TASK PROMPT —
Using the records below, filter out every line that lacks "baseboard" and copy the rest.

DATA IN THIS EXERCISE —
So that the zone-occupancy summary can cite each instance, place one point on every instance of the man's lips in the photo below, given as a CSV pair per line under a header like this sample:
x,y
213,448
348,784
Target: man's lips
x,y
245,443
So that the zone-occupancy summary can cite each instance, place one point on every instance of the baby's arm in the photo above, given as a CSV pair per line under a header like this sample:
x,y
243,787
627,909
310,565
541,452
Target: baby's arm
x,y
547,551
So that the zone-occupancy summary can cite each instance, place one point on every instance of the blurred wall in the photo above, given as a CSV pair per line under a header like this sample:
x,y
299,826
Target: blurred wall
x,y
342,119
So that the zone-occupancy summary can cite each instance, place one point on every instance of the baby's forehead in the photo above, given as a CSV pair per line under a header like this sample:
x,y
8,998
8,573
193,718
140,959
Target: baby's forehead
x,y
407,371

...

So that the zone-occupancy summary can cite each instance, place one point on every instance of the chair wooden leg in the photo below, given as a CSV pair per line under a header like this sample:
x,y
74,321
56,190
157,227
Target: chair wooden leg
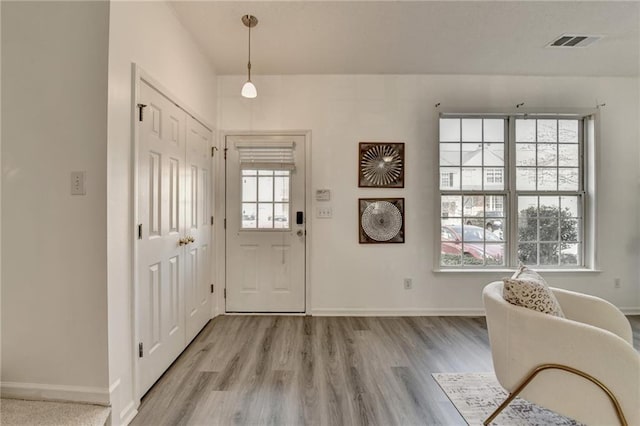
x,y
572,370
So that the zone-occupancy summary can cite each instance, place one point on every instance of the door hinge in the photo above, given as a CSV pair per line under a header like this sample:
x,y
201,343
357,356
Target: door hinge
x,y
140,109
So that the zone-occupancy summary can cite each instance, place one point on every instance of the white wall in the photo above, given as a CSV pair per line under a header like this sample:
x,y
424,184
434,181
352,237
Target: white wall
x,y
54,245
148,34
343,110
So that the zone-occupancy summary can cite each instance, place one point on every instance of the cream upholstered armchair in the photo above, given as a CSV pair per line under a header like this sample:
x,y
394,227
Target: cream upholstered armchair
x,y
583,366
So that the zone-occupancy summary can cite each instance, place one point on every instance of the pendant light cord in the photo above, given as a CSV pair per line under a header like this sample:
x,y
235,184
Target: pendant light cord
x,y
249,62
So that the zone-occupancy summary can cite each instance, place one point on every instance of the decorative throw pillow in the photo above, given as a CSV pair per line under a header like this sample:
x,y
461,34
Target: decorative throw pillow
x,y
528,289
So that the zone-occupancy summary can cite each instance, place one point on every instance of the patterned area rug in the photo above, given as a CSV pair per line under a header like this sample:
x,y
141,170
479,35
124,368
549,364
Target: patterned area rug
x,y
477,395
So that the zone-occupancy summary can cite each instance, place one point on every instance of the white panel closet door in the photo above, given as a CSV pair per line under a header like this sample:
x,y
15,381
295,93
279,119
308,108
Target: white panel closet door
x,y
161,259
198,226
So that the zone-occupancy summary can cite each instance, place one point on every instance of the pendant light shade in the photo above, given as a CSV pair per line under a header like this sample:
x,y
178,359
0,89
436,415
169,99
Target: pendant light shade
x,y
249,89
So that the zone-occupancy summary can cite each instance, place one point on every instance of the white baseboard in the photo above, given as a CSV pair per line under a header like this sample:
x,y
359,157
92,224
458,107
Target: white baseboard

SOLUTION FOR THIS TASK —
So that the zone-occupancy summary can cite each instance, place one point on every instance of the white baseboard in the photo above, given as a CSV pair per line under a header like this sample:
Target: white baseboard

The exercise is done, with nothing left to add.